(Zitierter Abschnitt)
So zum Beispiel alte Menschen. Da hat doch glatt der CDU-Drogenbeauftragte Hendrik Streeck die Diskussion eröffnet, ob alte Menschen noch teure Medikamente erhalten sollten (s. hier). Menschenwürde scheint also für solche Typen nicht für alle zu gelten, zumindest schon mal nicht für diejenigen, die nicht (mehr) finanziell rentabel sind. Warum also dieser menschenverachtenden Logik nach noch viel Geld für die medizinische Versorgung solcher alten Nichtsnutze ausgegeben werden?
Hier vernimmt man nun allerdings schon lauteres Gemurre, denn alt will ja schließlich jeder mal werden – oder ist es schon. Oder kennt liebe Menschen, die schon reichlich betagt sind und die man dennoch gut medizinisch versorgt wissen möchte. Solche Ideen könnten einen also mit ziemlich großer Wahrscheinlichkeit auch selbst betreffen. Und schlagartig wird die ansonsten eher abstrakte neoliberale Menschenfeindlichkeit zu einer ganz konkreten Bedrohung.
Doch nicht nur alte kranke Menschen müssen um ihre Lebensqualität fürchten, auch gesunden älteren Menschen soll es nach dem Willen der CDU an die Finanzen gehen. Da wird nämlich gerade von den innerparteilichen Rechtsausleger-Greisen in den Körpern junger Männer (und auch einiger Frauen) der Jungen Union (JU) kritisiert, dass man Rentenkürzungen gerade für die nächsten Jahre ausgeschlossen hat (s. hier). Und dafür erntet man auch noch reichlich Zustimmung und setzt so den Bundeskanzler Friedrich „Fritzpiepe“ Merz (CDU) reichlich unter Druck, was unter Umständen sogar die gesamte Regierungskoalition gefährden könnte, wenn da nun die SPD in diesem Punkt massiv brüskiert würde.
Auch Gas-Kathi Reiche (CDU, im Nebenjob Bundeswirtschaftsministerin) haut da gleich mit drauf und meint doch tatsächlich: „Wenn wir auch künftig wirtschaftlich vorne mitspielen können … können … wollen, können wir nicht ein Drittel des Erwachsenenlebens auf Kosten der Allgemeinheit im Ruhestand verbringen“ (s. hier). Ganz schön starker Tobak für eine Person, die sich auf Kosten der Allgemeinheit ihre inkompetente und korrupte Amtsführung bezahlen lässt, oder? Andererseits: Wer schon mit dem gegelten von und zu Guttenberg rummacht, was soll man da schon erwarten? Verständnis für „den Pöbel“, der arbeitet und solchen Leuten wie Reiche daher ihr unproduktives und destruktives Dasein beschert, bestimmt nicht. Also, liebe Rentner und alle, die das mal werden wollen: Zieht euch schon mal warm an!

(Aufgaben)
1. Welches Amt hat Hendrik Streeck laut dem Text über die CDU und ältere Menschen?
2. Fasse den Text über die CDU und ältere Menschen in zwei Sätzen zusammen.
3. Setze den Text über die CDU und ältere Menschen nach seinem letzten Satz fort.
Die Zeilen weiter unten spielen dabei keine Rolle.

[Datensätze zur Punktannotation]
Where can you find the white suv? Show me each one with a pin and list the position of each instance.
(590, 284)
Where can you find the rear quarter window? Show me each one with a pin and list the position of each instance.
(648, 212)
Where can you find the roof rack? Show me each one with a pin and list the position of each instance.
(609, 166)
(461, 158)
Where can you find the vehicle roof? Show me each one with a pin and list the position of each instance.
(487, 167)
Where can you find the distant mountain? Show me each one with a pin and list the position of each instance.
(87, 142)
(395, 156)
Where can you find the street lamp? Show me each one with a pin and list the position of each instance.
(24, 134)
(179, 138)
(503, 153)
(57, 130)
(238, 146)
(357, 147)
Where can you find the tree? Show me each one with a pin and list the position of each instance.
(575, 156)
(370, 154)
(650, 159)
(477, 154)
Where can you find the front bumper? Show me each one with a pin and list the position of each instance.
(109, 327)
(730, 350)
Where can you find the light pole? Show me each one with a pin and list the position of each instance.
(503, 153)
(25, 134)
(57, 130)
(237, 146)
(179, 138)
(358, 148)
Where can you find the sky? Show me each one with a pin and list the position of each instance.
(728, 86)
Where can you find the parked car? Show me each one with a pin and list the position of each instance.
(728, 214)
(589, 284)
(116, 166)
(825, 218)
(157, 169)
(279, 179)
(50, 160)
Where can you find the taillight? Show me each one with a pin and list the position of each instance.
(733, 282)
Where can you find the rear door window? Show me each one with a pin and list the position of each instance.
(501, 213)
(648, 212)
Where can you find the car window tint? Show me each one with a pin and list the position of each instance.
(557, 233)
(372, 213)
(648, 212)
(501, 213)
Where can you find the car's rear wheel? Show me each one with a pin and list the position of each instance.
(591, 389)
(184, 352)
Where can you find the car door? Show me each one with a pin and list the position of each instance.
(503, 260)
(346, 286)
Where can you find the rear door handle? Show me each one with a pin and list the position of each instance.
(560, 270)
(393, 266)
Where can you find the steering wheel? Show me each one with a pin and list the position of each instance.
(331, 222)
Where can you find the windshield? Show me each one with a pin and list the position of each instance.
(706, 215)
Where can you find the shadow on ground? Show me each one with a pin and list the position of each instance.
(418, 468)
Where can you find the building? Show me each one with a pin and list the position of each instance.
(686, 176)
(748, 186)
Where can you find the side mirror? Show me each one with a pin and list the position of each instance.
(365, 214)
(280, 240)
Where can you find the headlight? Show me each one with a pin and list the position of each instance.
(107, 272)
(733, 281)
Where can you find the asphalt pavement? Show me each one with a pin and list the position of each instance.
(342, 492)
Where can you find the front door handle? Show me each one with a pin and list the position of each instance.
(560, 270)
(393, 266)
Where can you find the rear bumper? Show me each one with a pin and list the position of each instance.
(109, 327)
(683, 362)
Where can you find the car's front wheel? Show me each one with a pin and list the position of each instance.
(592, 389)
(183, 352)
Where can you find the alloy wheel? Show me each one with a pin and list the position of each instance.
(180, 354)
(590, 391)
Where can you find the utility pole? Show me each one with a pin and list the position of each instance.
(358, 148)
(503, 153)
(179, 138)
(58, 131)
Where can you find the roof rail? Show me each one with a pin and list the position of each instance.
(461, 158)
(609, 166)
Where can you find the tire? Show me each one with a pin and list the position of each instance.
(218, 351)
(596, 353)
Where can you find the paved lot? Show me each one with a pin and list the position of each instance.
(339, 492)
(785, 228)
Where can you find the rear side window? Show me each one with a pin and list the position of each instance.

(Antworten)
1. Er ist Drogenbeauftragter der CDU.

2. Der Text kritisiert, dass der CDU-Drogenbeauftragte Hendrik Streeck die Frage aufwirft, ob alte Menschen noch teure Medikamente bekommen sollten, und dass die Junge Union den Ausschluss von Rentenkürzungen für die nächsten Jahre bemängelt. Außerdem zitiert er Bundeswirtschaftsministerin Reiche mit der Aussage, man könne nicht ein Drittel des Erwachsenenlebens auf Kosten der Allgemeinheit im Ruhestand verbringen, und rät Rentnern, sich schon mal warm anzuziehen.

3.
Und damit ist noch lange nicht Schluss, wie ein Beitrag von Christina Christiansen auf ihrer Facebook-Wall zeigt:


Frauen, die Opfer von sexualisierter Gewalt waren, sind oder noch werden (und das sind leider mehr, als man so glaubt), können also zukünftig auch zusehen, wo sie bleiben, da die ohnehin schon nicht üppigen Hilfsangebote noch weiter zusammengestrichen werden. Mal von dem ekelhaften Zynismus abgesehen, dass unser rassistischer Bundeskanzler kürzlich noch Menschen, die nicht seinen arischen Vorstellungen eines gepflegten Stadtbildes entsprechen, als Haupttäter von sexueller Gewalt ausmachte (was nicht stimmt) und dabei dann an die Schutzwürdigkeit der „Töchter“ appellierte – und nun mit seiner Regierung dafür sorgt, dass tatsächlich praktizierter Schutz von Frauen weiter reduziert wird. Na ja, wer vor nicht so langer Zeit auch noch fand, dass Vergewaltigung, solange sie nur vom Ehemann verübt wird, keine Straftat sein sollte …
Auch hier wird wieder knallhart der finanzielle Aspekt über den menschlichen gestellt – wie eigentlich immer im Neoliberalismus. Deswegen heißt das, was durch diese kranke Ideoligie radikalisiert wurde, ja auch „Kapital“ismus. Geld first, Menschen dann irgendwann viel später, wenn es gerade mal passt.
Wie ich oben schrieb: Die Einschläge kommen näher. Es sind nicht mehr nur die teilweise wie Sklaven ausgebeuteten Menschen des globalen Südens oder die von dort zu uns Fliehenden, welche die Menschenverachtung, auf der unser Wirtschaftssystem basiert, ausbaden müssen, wir selbst kriegen das auch immer mehr zu spüren: Die Armen schon länger, die Alten dann wohl bald auch und die Frauen sowieso.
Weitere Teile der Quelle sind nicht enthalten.